**TAREA 1**:
Resuma en forma más breve el párrafo de la columna sobre la paradoja del privilegio que comienza con «Imagine que uno lo escucha», conservando sus datos principales.
**TAREA 2**:
Responda las siguientes preguntas con base en la columna sobre la paradoja del privilegio:
(a) ¿Qué institución menciona el político imaginado al presumir la calidad del sistema de salud pública?
(b) ¿Qué publicación no tuvo edición impresa el viernes pasado?
(c) ¿Cómo decidió el autor llamar la idea que llevaba tiempo rondando en su mente?
**TAREA 3**:
Retome la columna sobre la paradoja del privilegio y continúela a partir de su última oración.

Cargando



DESDE EL PÁRAMO



ARNOLDO DELGADILLO GRAJEDA*

La paradoja del privilegio


Viernes 25 de Abril de 2025 9:31 am


IMAGINE usted a un político. No tiene nombre ni filiación partidista. Realmente es así: hoy no hablo de alguien en particular, ni siquiera entre líneas. Lo que describo es un fenómeno. Volvamos al acto imaginativo: imagine usted a un político. Presume la calidad del sistema de salud pública (“con el IMSS-Bienestar estamos mejor que nunca); asegura que la educación pública forma ciudadanos del futuro, con visión intercultural y sentido comunitario; y destaca con orgullo los programas de vivienda que su administración impulsa con enfoque social.

Imagine que uno lo escucha y, por un momento, queda convencido de cada palabra. Pero basta con observar sus decisiones personales para advertir una grieta: su hijo estudia en un colegio privado con mensualidades de cinco cifras; su esposa se atiende en una clínica de alta especialidad; él mismo no vive en el fraccionamiento popular que ayudó a inaugurar, sino en un coto privado con vigilancia y áreas verdes.

Después de las vacaciones de Semana Santa (ya que el viernes pasado Diario de Colima no tuvo edición impresa y no publiqué mi colaboración), no tenía muchas ideas para mi columna semanal. Sin embargo, tras mucha reflexión, decidí darle forma a una idea que llevaba tiempo rondando en mi mente y que finalmente he decidido llamar “la paradoja del privilegio”.

**MATERIAL EXTRAÍDO**:
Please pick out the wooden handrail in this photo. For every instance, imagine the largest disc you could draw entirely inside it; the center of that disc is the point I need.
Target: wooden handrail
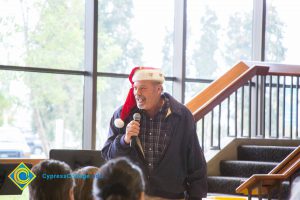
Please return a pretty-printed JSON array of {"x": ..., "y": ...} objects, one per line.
[
  {"x": 32, "y": 161},
  {"x": 281, "y": 172},
  {"x": 216, "y": 86},
  {"x": 223, "y": 87}
]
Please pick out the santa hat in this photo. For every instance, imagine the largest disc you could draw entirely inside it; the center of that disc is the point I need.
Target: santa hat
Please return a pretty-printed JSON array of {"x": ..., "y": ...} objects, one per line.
[{"x": 137, "y": 74}]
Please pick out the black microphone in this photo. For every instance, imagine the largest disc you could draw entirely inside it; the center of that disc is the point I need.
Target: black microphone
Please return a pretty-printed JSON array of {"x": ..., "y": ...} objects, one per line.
[{"x": 136, "y": 117}]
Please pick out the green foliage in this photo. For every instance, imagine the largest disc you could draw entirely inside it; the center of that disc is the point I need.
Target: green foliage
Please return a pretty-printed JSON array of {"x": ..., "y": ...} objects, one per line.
[
  {"x": 118, "y": 51},
  {"x": 204, "y": 54},
  {"x": 275, "y": 51},
  {"x": 239, "y": 33}
]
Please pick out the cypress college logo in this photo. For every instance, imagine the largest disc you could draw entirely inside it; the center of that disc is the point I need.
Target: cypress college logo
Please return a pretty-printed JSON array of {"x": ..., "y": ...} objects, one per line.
[{"x": 21, "y": 176}]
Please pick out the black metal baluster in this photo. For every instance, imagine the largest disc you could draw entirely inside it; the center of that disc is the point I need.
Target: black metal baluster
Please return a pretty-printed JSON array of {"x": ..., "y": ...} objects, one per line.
[
  {"x": 242, "y": 111},
  {"x": 212, "y": 130},
  {"x": 263, "y": 107},
  {"x": 283, "y": 107},
  {"x": 277, "y": 108},
  {"x": 219, "y": 127},
  {"x": 228, "y": 116},
  {"x": 270, "y": 108},
  {"x": 235, "y": 114},
  {"x": 256, "y": 106},
  {"x": 297, "y": 107},
  {"x": 203, "y": 132},
  {"x": 250, "y": 102},
  {"x": 291, "y": 109}
]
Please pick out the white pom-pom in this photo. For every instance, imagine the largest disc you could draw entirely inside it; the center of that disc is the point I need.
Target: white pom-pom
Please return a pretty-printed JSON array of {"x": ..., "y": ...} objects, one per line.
[{"x": 119, "y": 123}]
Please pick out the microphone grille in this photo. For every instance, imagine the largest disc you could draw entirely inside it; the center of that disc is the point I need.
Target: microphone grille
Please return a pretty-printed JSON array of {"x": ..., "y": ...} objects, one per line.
[{"x": 137, "y": 117}]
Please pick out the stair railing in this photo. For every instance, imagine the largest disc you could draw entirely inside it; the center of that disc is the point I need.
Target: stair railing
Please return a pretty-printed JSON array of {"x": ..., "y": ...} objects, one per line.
[
  {"x": 251, "y": 100},
  {"x": 262, "y": 184}
]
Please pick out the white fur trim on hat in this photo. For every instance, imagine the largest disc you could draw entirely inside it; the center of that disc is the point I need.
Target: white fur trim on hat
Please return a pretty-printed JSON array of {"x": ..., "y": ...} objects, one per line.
[
  {"x": 148, "y": 74},
  {"x": 119, "y": 123}
]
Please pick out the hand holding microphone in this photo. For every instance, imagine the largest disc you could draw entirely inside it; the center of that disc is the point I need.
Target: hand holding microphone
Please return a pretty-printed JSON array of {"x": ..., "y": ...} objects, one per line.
[
  {"x": 133, "y": 129},
  {"x": 136, "y": 119}
]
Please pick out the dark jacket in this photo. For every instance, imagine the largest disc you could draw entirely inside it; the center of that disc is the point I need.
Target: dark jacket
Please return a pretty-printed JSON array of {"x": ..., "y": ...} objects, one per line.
[{"x": 181, "y": 170}]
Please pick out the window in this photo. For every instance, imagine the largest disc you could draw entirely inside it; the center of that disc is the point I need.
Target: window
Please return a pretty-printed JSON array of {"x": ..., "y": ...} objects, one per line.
[
  {"x": 135, "y": 33},
  {"x": 282, "y": 34},
  {"x": 219, "y": 34}
]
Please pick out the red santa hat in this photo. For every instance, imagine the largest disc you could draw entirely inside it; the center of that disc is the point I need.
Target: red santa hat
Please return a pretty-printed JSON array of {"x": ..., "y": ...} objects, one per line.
[{"x": 137, "y": 74}]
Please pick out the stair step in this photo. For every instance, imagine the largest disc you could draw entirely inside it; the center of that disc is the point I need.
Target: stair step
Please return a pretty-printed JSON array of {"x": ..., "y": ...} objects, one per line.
[
  {"x": 227, "y": 185},
  {"x": 222, "y": 184},
  {"x": 264, "y": 153},
  {"x": 240, "y": 168}
]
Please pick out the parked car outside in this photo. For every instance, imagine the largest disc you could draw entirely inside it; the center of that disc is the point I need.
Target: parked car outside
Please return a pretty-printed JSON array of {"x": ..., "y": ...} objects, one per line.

**RESPUESTA 1**:
Las palabras del político convencen por un momento, pero sus decisiones personales revelan una grieta. Su hijo estudia en un colegio privado con mensualidades de cinco cifras y su esposa se atiende en una clínica de alta especialidad. Él vive en un coto privado con vigilancia y áreas verdes, no en el fraccionamiento popular que ayudó a inaugurar.

**RESPUESTA 2**:
(a) El IMSS-Bienestar.
(b) Diario de Colima.
(c) «La paradoja del privilegio».

**RESPUESTA 3**:
Esta paradoja puede resumirse con una frase: “lo público es bueno, pero no para mí”. Esa lógica resume la historia que narré al inicio. Insisto: no se trata de un personaje, sino de un fenómeno en el que los funcionarios que diseñan, promueven y presumen la calidad de los servicios públicos, rara vez los usan.

Ahora sí, pongámosle nombre y partido. Pero no lo haré yo. Hágalo usted, estimado lector. Le invito a que, en este ejercicio imaginativo, se pregunte: ¿dónde estudian los hijos e hijas de sus políticos de confianza? Si la persona en la que pensó encaja en esta paradoja, notará que, aunque asegura que la educación pública forma ciudadanos críticos y con visión comunitaria, ha optado por colegios privados donde se imparten materias exclusivas o se aplica un modelo educativo diferente.

Pregúntese ahora, ¿alguna vez se ha encontrado a ese político en la fila del IMSS-Bienestar, ISSSTE o cualquier clínica pública? ¿Lo ha visto esperar turno en una sala de urgencias? Si el sistema de salud pública funciona tan bien como lo pregonan, ¿por qué no lo usan? La paradoja del privilegio se hace evidente cuando quienes más defienden un servicio público, lo evitan con esmero.

Y por último, piense si ese político (al que usted le puso nombre, no yo) es su vecino. ¿Comparten banquetas, caminan las mismas calles, viven la misma inseguridad? ¿Esperan al camión en la misma parada o se preguntan si esta vez sí llegará la recolección de basura? Si la respuesta es no, tal vez su personaje también encaja en esta paradoja y habite en cotos privados, con casetas, vigilancia y áreas verdes.

Pero no me malinterpreten: no critico que accedan a lo privado; lo cuestionable es que defiendan lo público con vehemencia en el discurso, mientras sus actos revelan exactamente lo contrario. Esa grieta entre lo que se predica y lo que se practica no es menor: erosiona la confianza pública. ¿Cómo puede una sociedad creer en un modelo de salud universal cuando sus principales promotores no se atienden en él? ¿Cómo confiar en la equidad educativa si quienes diseñan el sistema no lo consideran suficiente para sus propios hijos?

La paradoja del privilegio no es solo un síntoma de desigualdad; es también un espejo del cinismo institucional. Se administra para los demás lo que no se está dispuesto a usar para uno mismo. Se predica la fe en lo público, mientras se vive —con total naturalidad— a resguardo de lo privado.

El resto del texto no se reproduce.